*** Begin section ***

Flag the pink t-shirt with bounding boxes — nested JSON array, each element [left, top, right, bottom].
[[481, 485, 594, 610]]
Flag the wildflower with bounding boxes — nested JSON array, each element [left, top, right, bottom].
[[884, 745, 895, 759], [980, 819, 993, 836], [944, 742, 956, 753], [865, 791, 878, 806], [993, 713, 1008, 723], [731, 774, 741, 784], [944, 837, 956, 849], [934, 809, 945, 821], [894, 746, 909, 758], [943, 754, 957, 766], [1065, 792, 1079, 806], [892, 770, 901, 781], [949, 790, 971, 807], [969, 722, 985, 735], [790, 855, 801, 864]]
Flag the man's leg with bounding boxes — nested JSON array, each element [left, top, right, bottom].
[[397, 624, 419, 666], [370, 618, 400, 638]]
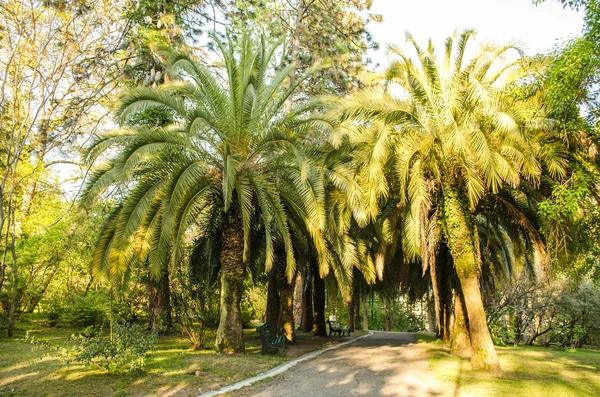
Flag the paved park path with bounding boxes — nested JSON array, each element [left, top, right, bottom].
[[231, 331, 445, 397]]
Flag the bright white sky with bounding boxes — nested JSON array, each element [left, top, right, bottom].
[[366, 0, 584, 69]]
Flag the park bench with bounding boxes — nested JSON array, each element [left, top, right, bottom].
[[256, 324, 286, 355], [327, 320, 351, 337]]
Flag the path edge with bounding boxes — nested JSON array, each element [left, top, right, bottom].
[[196, 331, 374, 397]]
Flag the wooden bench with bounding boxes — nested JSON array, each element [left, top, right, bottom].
[[327, 320, 351, 337], [256, 324, 286, 355]]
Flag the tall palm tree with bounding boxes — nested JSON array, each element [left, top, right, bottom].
[[82, 32, 330, 353], [329, 30, 565, 370]]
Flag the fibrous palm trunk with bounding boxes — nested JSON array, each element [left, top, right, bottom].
[[354, 284, 361, 331], [450, 289, 470, 352], [312, 271, 327, 336], [430, 252, 442, 337], [300, 273, 313, 333], [215, 203, 245, 354], [148, 266, 173, 332], [346, 299, 355, 332], [266, 267, 280, 335], [276, 249, 296, 343], [294, 273, 303, 327], [444, 190, 500, 371]]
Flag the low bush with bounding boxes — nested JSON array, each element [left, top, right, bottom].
[[28, 323, 157, 372], [64, 293, 108, 328]]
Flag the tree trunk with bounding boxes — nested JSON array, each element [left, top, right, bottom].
[[361, 288, 369, 330], [312, 272, 327, 336], [427, 289, 435, 333], [300, 272, 313, 333], [354, 283, 361, 331], [7, 232, 18, 337], [215, 202, 245, 354], [276, 248, 296, 343], [294, 272, 303, 327], [437, 244, 454, 343], [283, 0, 305, 112], [450, 290, 471, 352], [444, 190, 500, 371], [266, 267, 279, 335], [346, 299, 355, 332], [385, 313, 391, 332], [370, 287, 375, 324], [430, 252, 442, 336], [148, 266, 173, 332]]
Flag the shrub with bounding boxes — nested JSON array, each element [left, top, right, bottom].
[[45, 298, 66, 327], [63, 292, 107, 328], [112, 287, 147, 324], [28, 323, 157, 372]]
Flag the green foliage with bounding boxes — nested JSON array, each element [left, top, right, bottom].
[[242, 282, 268, 327], [330, 29, 562, 270], [64, 293, 108, 328], [28, 324, 157, 372], [370, 297, 423, 332], [486, 280, 600, 347], [112, 285, 148, 324], [46, 299, 65, 327], [539, 171, 590, 222], [43, 288, 146, 330], [228, 0, 379, 96], [539, 170, 600, 282]]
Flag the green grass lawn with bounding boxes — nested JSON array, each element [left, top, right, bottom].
[[0, 327, 287, 397], [0, 325, 363, 397], [418, 339, 600, 397]]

*** End section ***

▶ **Exercise objective**: Copy the listing word for word, excluding its pictures.

▶ **Exercise response**:
Flag the pink t-shirt with bounding boxes — nested JSON array, each element [left, top, right, bottom].
[[481, 485, 594, 610]]
Flag the wildflower with bounding boxes — nested JSON array, each element [left, top, right, bottom].
[[884, 745, 895, 759], [980, 819, 993, 836], [944, 742, 956, 753], [865, 791, 878, 806], [993, 713, 1008, 723], [731, 774, 741, 784], [944, 837, 956, 849], [934, 809, 945, 821], [894, 746, 909, 758], [943, 754, 957, 766], [1065, 792, 1079, 806], [892, 770, 901, 781], [949, 790, 971, 807], [969, 722, 985, 735], [790, 855, 801, 864]]
Flag the man's leg with bounding boxes — nested JSON array, each element [left, top, right, bottom].
[[397, 624, 419, 666], [370, 618, 400, 638]]
Flag the paved park path with bounding boxes — nested JSON array, each element [left, top, right, bottom].
[[231, 331, 445, 397]]
Flag the bright white sky with bounding boxes — nested JSON array, each element [left, top, right, bottom].
[[366, 0, 584, 69]]
Flag the park bench with bounding boxes — nested JSON array, each element [left, top, right, bottom].
[[256, 324, 286, 355], [327, 320, 351, 337]]
Flag the path edge with bounding boxes — nested JSON array, each element [left, top, right, bottom].
[[196, 331, 374, 397]]
Flag the wooden bench with bounding boxes — nested JSON array, each element [left, top, right, bottom].
[[327, 320, 351, 337], [256, 324, 286, 355]]
Flag the tall palm tree with bounding boxes — nested JSON array, each element [left, top, right, bottom].
[[82, 32, 330, 353], [329, 30, 565, 370]]
Flag the fibrous palm trunk with bounding boxes — nested JSON array, each element [left, top, right, bottom].
[[354, 284, 361, 331], [450, 289, 470, 352], [312, 271, 327, 336], [430, 252, 442, 337], [300, 273, 313, 333], [215, 203, 245, 354], [148, 266, 173, 332], [346, 299, 355, 332], [266, 267, 280, 335], [276, 249, 296, 343], [294, 273, 303, 327], [444, 190, 500, 371]]
Flag the low bush with bounding boxes — nested JSON array, each element [left, top, right, bottom].
[[28, 323, 157, 372], [64, 293, 108, 328]]
Flag the tree trunk with bounding boxes — nested JSON array, each element [left, top, right, bottom].
[[361, 288, 369, 330], [312, 272, 327, 336], [427, 289, 435, 333], [300, 272, 313, 333], [354, 283, 361, 331], [7, 232, 18, 337], [215, 202, 245, 354], [276, 248, 296, 343], [294, 272, 303, 327], [437, 244, 454, 343], [283, 0, 305, 112], [450, 290, 471, 352], [444, 190, 500, 371], [266, 267, 279, 335], [346, 299, 355, 332], [385, 313, 391, 332], [370, 287, 375, 324], [430, 252, 442, 336], [148, 266, 173, 332]]
Flag the shrub with bounding boxes — nested JSON array, each element [left, top, right, bottom].
[[45, 298, 66, 327], [63, 292, 107, 328], [112, 287, 147, 324], [28, 323, 157, 372]]
Flag the green foliage with bounding boxes — nested JSON array, each element [left, top, right, bottom].
[[242, 282, 268, 327], [330, 29, 562, 270], [64, 293, 108, 328], [28, 324, 157, 372], [370, 297, 423, 332], [486, 280, 600, 347], [112, 285, 148, 324], [46, 299, 65, 327], [539, 171, 590, 222], [43, 288, 146, 330], [228, 0, 379, 96], [539, 170, 600, 282]]
Flag the green grass lawn with bounding boxes — nested JSON array, each element [left, top, right, bottom].
[[0, 327, 287, 397], [0, 325, 363, 397], [418, 339, 600, 397]]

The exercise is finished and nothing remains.